» What this task involves
Output exactly the line containing "positive clicks: (703, 839) (706, 844)" and each line after it through the last line of the records, and nothing else.

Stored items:
%%

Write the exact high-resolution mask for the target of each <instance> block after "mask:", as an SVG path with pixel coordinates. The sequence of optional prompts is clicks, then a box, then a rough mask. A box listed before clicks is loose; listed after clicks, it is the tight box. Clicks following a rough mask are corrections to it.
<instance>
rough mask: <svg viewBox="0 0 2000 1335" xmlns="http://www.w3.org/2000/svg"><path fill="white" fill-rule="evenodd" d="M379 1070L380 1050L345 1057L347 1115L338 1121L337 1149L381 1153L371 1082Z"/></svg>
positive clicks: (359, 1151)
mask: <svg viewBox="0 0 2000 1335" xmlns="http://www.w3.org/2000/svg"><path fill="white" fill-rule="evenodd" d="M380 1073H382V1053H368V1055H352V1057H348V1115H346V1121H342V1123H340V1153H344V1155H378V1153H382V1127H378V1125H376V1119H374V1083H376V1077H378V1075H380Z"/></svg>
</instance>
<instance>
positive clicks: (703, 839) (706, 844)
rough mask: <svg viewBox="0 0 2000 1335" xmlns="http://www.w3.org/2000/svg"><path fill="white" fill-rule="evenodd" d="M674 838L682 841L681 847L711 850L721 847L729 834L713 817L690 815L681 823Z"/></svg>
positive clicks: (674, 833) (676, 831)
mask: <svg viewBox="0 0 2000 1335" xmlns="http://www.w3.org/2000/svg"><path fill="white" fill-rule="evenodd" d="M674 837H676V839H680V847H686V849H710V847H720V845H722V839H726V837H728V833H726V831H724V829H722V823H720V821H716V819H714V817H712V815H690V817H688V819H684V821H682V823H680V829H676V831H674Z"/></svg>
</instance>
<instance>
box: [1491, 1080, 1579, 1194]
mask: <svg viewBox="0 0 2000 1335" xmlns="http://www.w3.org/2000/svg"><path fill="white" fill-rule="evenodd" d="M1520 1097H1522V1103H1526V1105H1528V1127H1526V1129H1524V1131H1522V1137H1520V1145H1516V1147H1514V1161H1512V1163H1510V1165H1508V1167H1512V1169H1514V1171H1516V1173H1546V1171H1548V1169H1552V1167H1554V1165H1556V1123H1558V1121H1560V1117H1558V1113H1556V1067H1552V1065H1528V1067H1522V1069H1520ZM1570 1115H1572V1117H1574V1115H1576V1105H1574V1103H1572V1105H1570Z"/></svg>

%%

» Output below
positive clicks: (703, 839) (706, 844)
rough mask: <svg viewBox="0 0 2000 1335" xmlns="http://www.w3.org/2000/svg"><path fill="white" fill-rule="evenodd" d="M674 838L682 841L681 847L711 850L721 847L729 834L713 817L690 815L681 823Z"/></svg>
positive clicks: (674, 833) (676, 831)
mask: <svg viewBox="0 0 2000 1335" xmlns="http://www.w3.org/2000/svg"><path fill="white" fill-rule="evenodd" d="M674 837H676V839H680V847H686V849H710V847H720V845H722V839H726V837H728V833H726V831H724V829H722V823H720V821H716V819H714V817H712V815H690V817H688V819H684V821H682V823H680V829H676V831H674Z"/></svg>
</instance>
<instance>
box: [1491, 1080, 1579, 1194]
mask: <svg viewBox="0 0 2000 1335" xmlns="http://www.w3.org/2000/svg"><path fill="white" fill-rule="evenodd" d="M1520 1097H1522V1103H1526V1105H1528V1127H1526V1129H1524V1131H1522V1137H1520V1145H1516V1147H1514V1161H1512V1163H1510V1165H1508V1167H1512V1169H1514V1171H1516V1173H1546V1171H1548V1169H1552V1167H1554V1165H1556V1123H1558V1121H1560V1117H1558V1113H1556V1067H1552V1065H1528V1067H1522V1069H1520ZM1570 1115H1572V1117H1574V1115H1576V1105H1574V1103H1572V1105H1570Z"/></svg>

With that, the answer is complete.